* Source text:
☆ ☆ ☆ ☆ ☆ ☆ ☆

By Randi Hutter Epstein - Special to GlobalPost
Published: April 28, 2009 18:29 ET

NEW YORK — The swine flu mantra is: “rapidly evolving situation.” That’s what public health officials are saying and it means that no one knows what’s going to happen.

No one knows if it will be a gentle romp or a killer pandemic. You might as well consult a palm-reader. And that makes life neither easy nor enviable for those on the decision-making front lines.

If the experts are overly alarmist and close every public center and school, they’ll wreak havoc on day-to-day life unnecessarily, spark panic, and lose all credibility when the next epidemic strikes. If they are overly lax, the flu could spread and possibly kill — and they’ll lose all credibility when the next epidemic strikes.

“Our decision making is influenced by two things and that is 1918 and 1976 — 1918 is the worst case and 1976 is the worst overreaction,” said Dr. Stephen F. Morse, professor of clinical epidemiology at Columbia University. He was referring first to the flu epidemic of 1918 that killed upwards of 40 million people worldwide. And secondly, he was talking about the swine flu epidemic of 1976 that some feared would be a repeat global killer prompting a mass vaccination. The epidemic never amounted to much and the vaccine was linked to several cases of Gillian-Barre syndrome, that causes temporary paralysis. Didn’t help credibility.

This week, Janet Napolitano, the U.S. secretary of the Department of Homeland Security, declared swine flu a public health emergency. That allows funds to be released to support public health efforts. The U.S. Centers for Disease Control released about a quarter of its stockpile of anti-viral drugs, personal equipment and respiratory protective devices. Both Tamiflu (oseltamivir) and Relenza (zanamivir) kill the virus. Experts warn that overusing the drugs could trigger resistant strains.

☆ ☆ ☆ ☆ ☆ ☆ ☆

* Work to complete: Pick up the swine flu article right after its last sentence and continue it in the same style.

☆ ☆ ☆ ☆ ☆ ☆ ☆

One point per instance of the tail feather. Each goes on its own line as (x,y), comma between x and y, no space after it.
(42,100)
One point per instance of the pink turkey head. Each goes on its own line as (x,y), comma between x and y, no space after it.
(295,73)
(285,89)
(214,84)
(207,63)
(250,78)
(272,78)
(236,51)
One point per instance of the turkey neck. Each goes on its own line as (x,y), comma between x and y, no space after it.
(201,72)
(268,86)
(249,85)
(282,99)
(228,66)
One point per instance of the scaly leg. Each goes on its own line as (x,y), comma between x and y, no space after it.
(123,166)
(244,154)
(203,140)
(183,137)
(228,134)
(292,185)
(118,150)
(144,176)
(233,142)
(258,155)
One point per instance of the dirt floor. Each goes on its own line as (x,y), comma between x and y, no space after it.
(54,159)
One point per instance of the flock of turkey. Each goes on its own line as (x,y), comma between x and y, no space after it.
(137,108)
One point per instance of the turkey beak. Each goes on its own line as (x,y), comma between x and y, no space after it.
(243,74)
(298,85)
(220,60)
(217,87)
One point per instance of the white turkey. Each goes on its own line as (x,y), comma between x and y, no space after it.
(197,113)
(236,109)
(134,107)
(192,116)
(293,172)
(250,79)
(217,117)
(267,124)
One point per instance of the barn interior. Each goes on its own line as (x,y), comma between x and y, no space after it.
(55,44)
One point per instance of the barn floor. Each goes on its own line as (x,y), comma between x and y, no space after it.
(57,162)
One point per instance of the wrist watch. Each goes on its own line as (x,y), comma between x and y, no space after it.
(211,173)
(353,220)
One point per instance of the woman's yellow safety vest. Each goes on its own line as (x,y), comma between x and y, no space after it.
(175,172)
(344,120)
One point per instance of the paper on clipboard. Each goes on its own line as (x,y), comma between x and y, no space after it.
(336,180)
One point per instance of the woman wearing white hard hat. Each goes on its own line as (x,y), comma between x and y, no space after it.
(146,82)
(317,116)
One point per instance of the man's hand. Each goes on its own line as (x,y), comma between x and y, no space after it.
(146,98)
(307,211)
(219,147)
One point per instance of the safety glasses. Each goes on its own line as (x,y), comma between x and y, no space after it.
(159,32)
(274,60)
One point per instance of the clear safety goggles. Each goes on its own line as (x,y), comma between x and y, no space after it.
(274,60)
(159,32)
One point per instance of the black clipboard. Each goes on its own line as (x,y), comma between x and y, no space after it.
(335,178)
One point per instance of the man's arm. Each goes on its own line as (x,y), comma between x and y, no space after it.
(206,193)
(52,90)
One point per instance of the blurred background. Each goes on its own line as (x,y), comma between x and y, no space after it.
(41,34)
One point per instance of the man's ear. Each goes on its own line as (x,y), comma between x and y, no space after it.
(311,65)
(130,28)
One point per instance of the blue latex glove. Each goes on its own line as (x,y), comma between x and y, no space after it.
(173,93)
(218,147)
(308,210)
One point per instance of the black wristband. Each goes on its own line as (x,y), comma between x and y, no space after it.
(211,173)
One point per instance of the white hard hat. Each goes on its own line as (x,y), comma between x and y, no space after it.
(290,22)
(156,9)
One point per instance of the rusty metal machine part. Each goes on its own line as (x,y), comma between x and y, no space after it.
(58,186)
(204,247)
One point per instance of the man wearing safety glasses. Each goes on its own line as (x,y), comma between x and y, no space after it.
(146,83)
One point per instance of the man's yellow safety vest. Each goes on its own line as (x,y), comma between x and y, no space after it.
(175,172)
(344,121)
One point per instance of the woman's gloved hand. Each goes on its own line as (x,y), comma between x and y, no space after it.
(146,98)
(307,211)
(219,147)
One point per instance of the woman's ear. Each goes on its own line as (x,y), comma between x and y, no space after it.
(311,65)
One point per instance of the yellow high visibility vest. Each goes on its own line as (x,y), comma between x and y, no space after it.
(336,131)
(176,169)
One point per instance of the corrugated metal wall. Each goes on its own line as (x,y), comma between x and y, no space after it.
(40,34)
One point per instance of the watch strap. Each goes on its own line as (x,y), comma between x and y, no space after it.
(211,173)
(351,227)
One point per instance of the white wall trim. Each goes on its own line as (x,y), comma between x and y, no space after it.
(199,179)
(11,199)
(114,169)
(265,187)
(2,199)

☆ ☆ ☆ ☆ ☆ ☆ ☆

* Answer box:
On Monday, The World Health Organization raised the public health alert to level four of six levels. That means the flu is transmitted from person to person and can cause sustained “community-level outbreaks ” with a possibility of a pandemic. Again, they cannot say for sure. A pandemic — which means its gone global not that it’s a particularly virulent — is a level 5 alert and some say the WHO is on the verge of calling it a 5.

“It’s all about wording so people will take precautions without feeling coerced,” said Dr. Howard Markel, an expert on pandemics and professor of pediatrics and history of medicine at University of Michigan.

According to the latest WHO report, there have been 79 confirmed cases and seven deaths worldwide. While Mexican authorities said the strain killed 149 people, the WHO is still investigating those deaths. The U.S. Centers for Disease Control reported 64 confirmed cases in the U.S. with no deaths. There are reports but not confirmed cases in Spain, Costa Rica, and Israel.

While predictions are no more than guess work, experts do know a lot about the flu virus. For most people, the flu causes a high fever, muscle aches and extreme fatigue. The illness is bothersome but not dangerous. It can kill those who have weak immune system — every year the flu kills about 250,000 to half a million people worldwide.